Le gel des cultures, "plus grande catastrophe agronomique du 21ᵉ siècle" ?

Publié le 14 avril 2021 à 20h57, mis à jour le 15 avril 2021 à 10h28
L'épisode de gel qui a démarré ce lundi 5 avril est dévastateur pour les cultures agricoles de plusieurs régions françaises
L'épisode de gel qui a démarré ce lundi 5 avril est dévastateur pour les cultures agricoles de plusieurs régions françaises - Source : FABRICE COFFRINI / AFP

PLANÈTE - Le ministre de l'Agriculture a regretté ce lundi que l'événement climatique actuellement traversé par le pays soit en train de provoquer la "plus grande catastrophe agronomique du siècle". Nous avons passé au crible cette affirmation.

Les premiers bourgeons faisaient leur apparition. Ils ont été coupés net dans leur floraison. Alors que le printemps était particulièrement doux en France, une vague de gel s'est abattue sur la France. Les températures devenues quasi estivales ont chuté jusqu'à atteindre parfois -10 °C. Un "événement climatique dramatique", pour reprendre les mots utilisés par le ministre de l'Agriculture. 

Ce lundi 12 avril sur Public Sénat, Julien Denormandie s'est engagé à mettre en place "les aides" pour les agriculteurs afin qu'ils puissent lutter contre la "plus grande catastrophe agronomique de ce début du XXIᵉ siècle". Pourtant, entre inondations et épisodes de sécheresses extrême, les événements climatiques se multiplient ces dernières années. Alors, pourquoi cette fois-ci est-elle inédite ?

CONSIGNE ÉCRITE:
Pour chacune des affirmations suivantes, indiquez par oui ou par non si elle concorde avec l'article sur le gel des cultures, en citant à l'identique les mots de l'article qui tranchent.
(a) Le ministre de l'Agriculture s'est exprimé sur Public Sénat le lundi 12 avril.
(b) Les températures sont parfois descendues jusqu'à -10 °C.
(c) Avant la vague de gel, le printemps avait été particulièrement froid en France.

LIGNES DE DONNÉES:
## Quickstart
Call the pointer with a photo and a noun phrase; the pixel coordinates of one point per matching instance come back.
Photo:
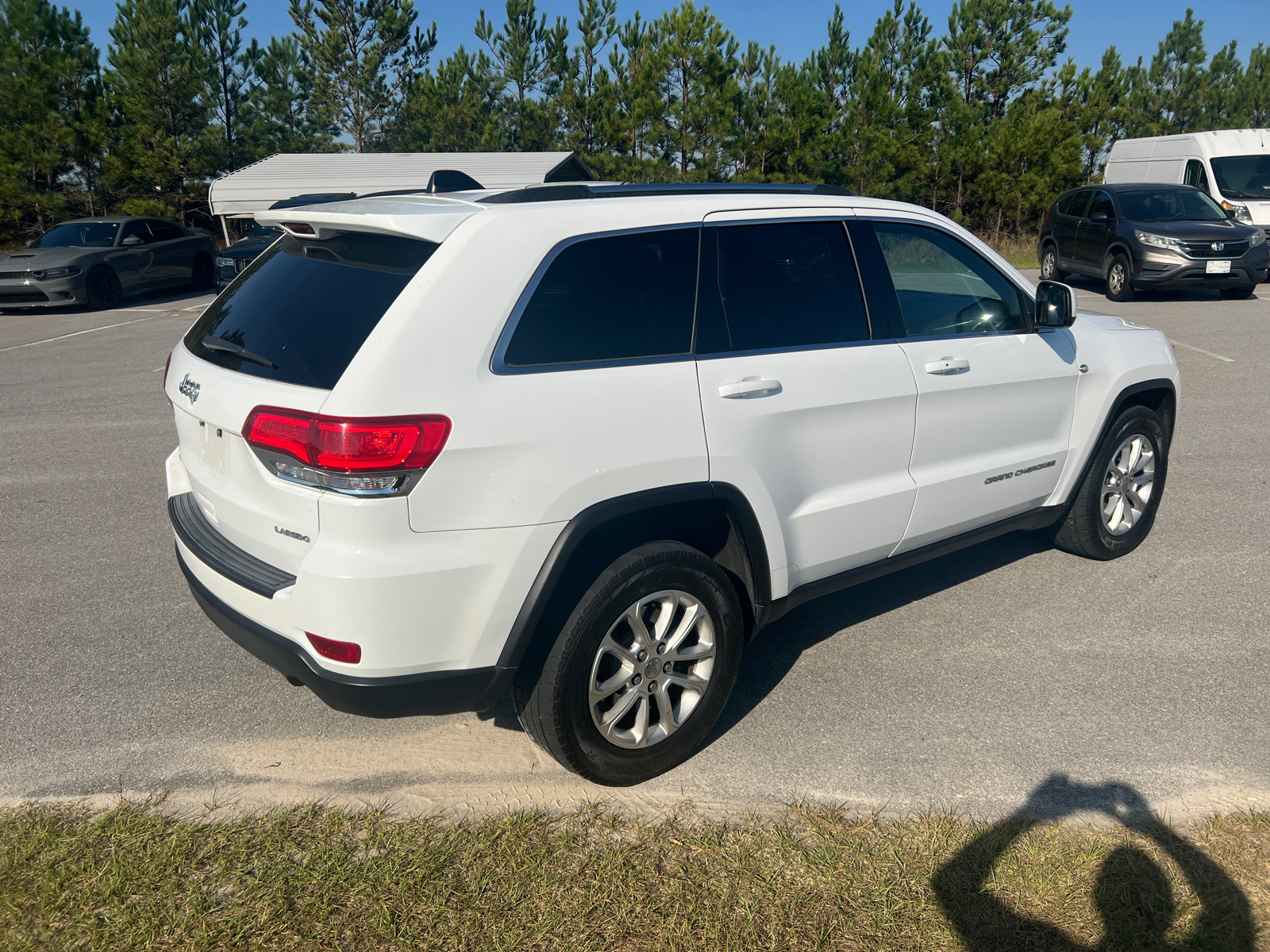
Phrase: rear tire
(619, 719)
(202, 276)
(1049, 266)
(1117, 503)
(1119, 272)
(105, 291)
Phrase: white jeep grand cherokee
(583, 441)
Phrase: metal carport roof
(258, 186)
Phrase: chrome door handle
(948, 365)
(751, 386)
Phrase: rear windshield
(306, 306)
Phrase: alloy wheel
(1128, 484)
(1115, 278)
(652, 670)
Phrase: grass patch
(310, 879)
(1020, 251)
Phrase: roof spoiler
(624, 190)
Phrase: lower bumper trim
(406, 696)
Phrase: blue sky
(1136, 27)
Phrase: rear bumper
(406, 696)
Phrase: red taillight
(347, 444)
(346, 651)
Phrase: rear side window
(1075, 203)
(165, 232)
(787, 285)
(308, 306)
(944, 287)
(611, 298)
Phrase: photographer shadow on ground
(1132, 892)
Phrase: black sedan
(1145, 236)
(98, 262)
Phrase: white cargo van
(1232, 165)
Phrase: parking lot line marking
(48, 340)
(1200, 351)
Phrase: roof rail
(572, 190)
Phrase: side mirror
(1056, 305)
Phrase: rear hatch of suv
(281, 336)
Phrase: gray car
(98, 262)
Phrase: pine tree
(279, 114)
(158, 94)
(698, 57)
(220, 35)
(48, 86)
(581, 101)
(525, 65)
(364, 56)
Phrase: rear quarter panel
(526, 448)
(1119, 355)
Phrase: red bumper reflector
(344, 651)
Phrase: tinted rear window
(308, 306)
(611, 298)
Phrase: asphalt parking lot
(958, 685)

CORRIGÉ:
(a) Oui : « Ce lundi 12 avril sur Public Sénat, Julien Denormandie s'est engagé »
(b) Oui : « ont chuté jusqu'à atteindre parfois -10 °C »
(c) Non : « Alors que le printemps était particulièrement doux en France »